PASSAGE TO READ:
For starters, Dr. Jim Yong Kim, Dartmouth's new president, proposes to revolutionize the delivery of health care around the globe and higher education in the United States. We don't know what he has planned after lunch, but we're pretty sure it will be ambitious.
Thinking Big Dartmouth's Ambitious Dr. Kim
And whatever it is, the ambition will be big and embody a high ideal: To put an elite American college in service to the whole of humankind. Not to rest there, Kim insists that this service be quantified and measured to prove its effectiveness. In other words, he's an idealist, but a pragmatic idealist -- one who wants to win, on the football field, in the classroom and in the settings to which he has devoted his life as a physician, providing health care to some of the most impoverished people on Earth.
These are first impressions, of course, but as the old saying goes, you only get one chance to make a first impression, and Dartmouth's 17th president, inaugurated last week, has made a good one. If we sound a little breathless, it is because the scope of Kim's vision for the college is, well, breath-taking.
First and foremost, the new president wants to build on the pioneering research in health care outcomes conducted by the Dartmouth Institute for Health Policy & Clinical Practice to make the effective and efficient delivery of health care an essential part of the Dartmouth Medical School curriculum. For this, he would draw on the expertise of Dartmouth's Tuck School of Business and Thayer School of Engineering, as well as the medical researchers. We could become the center of the world in thinking about health care delivery, both in the United States and globally, since we have all those pieces in place, he told the Valley News editorial board earlier this month.
As if that were not enough for any single college presidency, Kim went on to describe how a similar method might be applied to measure the effectiveness of higher education, to, in effect, be able to point to specific outcomes as the result of a university interacting with young minds.
How the college's various constituencies will receive all this is anybody's guess. Ours is that the students will be inspired, the alumni skeptical, the faculty hopeful but a little uneasy, and that employees will continue to worry about their job security in the context of the recession's lingering ill effect on the colleges finances.

GIVEN DATA:

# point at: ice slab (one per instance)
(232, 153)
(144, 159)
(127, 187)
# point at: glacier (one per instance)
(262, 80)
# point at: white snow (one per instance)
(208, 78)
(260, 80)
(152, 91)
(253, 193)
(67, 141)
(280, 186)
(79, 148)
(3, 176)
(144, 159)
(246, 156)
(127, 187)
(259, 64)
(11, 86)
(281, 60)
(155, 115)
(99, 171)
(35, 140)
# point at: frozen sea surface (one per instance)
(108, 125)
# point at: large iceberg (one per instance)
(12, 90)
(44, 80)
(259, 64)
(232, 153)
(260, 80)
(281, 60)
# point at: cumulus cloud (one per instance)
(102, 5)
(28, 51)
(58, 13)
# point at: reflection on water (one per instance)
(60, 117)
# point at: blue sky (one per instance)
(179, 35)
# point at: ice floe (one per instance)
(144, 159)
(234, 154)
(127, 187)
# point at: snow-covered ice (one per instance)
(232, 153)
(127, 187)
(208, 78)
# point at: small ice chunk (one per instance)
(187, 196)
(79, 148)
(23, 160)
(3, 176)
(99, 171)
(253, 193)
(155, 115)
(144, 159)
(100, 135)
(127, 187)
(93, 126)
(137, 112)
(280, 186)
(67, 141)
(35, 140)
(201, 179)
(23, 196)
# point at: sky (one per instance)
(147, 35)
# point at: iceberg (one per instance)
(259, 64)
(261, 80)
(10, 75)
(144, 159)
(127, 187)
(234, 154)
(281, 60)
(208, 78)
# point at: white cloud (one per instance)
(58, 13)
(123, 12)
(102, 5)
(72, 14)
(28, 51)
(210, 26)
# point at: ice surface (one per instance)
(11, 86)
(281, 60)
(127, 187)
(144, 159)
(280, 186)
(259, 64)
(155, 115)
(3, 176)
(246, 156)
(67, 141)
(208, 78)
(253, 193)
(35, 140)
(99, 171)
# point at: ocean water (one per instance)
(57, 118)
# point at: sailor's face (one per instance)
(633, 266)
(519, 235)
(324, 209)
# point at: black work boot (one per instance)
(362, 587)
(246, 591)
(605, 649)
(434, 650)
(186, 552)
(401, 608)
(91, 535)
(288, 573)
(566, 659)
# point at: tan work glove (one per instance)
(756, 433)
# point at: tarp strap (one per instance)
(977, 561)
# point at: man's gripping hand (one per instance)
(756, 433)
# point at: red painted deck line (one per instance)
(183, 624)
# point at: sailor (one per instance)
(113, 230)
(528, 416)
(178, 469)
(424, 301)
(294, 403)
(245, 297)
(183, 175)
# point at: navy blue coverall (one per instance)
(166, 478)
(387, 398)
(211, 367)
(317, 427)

PROBLEM DETAILS:
Copy out the piece about Dartmouth's new president word for word, in full. Rely solely on the piece about Dartmouth's new president.

YOUR RESPONSE:
For starters, Dr. Jim Yong Kim, Dartmouth's new president, proposes to revolutionize the delivery of health care around the globe and higher education in the United States. We don't know what he has planned after lunch, but we're pretty sure it will be ambitious.
Thinking Big Dartmouth's Ambitious Dr. Kim
And whatever it is, the ambition will be big and embody a high ideal: To put an elite American college in service to the whole of humankind. Not to rest there, Kim insists that this service be quantified and measured to prove its effectiveness. In other words, he's an idealist, but a pragmatic idealist -- one who wants to win, on the football field, in the classroom and in the settings to which he has devoted his life as a physician, providing health care to some of the most impoverished people on Earth.
These are first impressions, of course, but as the old saying goes, you only get one chance to make a first impression, and Dartmouth's 17th president, inaugurated last week, has made a good one. If we sound a little breathless, it is because the scope of Kim's vision for the college is, well, breath-taking.
First and foremost, the new president wants to build on the pioneering research in health care outcomes conducted by the Dartmouth Institute for Health Policy & Clinical Practice to make the effective and efficient delivery of health care an essential part of the Dartmouth Medical School curriculum. For this, he would draw on the expertise of Dartmouth's Tuck School of Business and Thayer School of Engineering, as well as the medical researchers. We could become the center of the world in thinking about health care delivery, both in the United States and globally, since we have all those pieces in place, he told the Valley News editorial board earlier this month.
As if that were not enough for any single college presidency, Kim went on to describe how a similar method might be applied to measure the effectiveness of higher education, to, in effect, be able to point to specific outcomes as the result of a university interacting with young minds.
How the college's various constituencies will receive all this is anybody's guess. Ours is that the students will be inspired, the alumni skeptical, the faculty hopeful but a little uneasy, and that employees will continue to worry about their job security in the context of the recession's lingering ill effect on the colleges finances.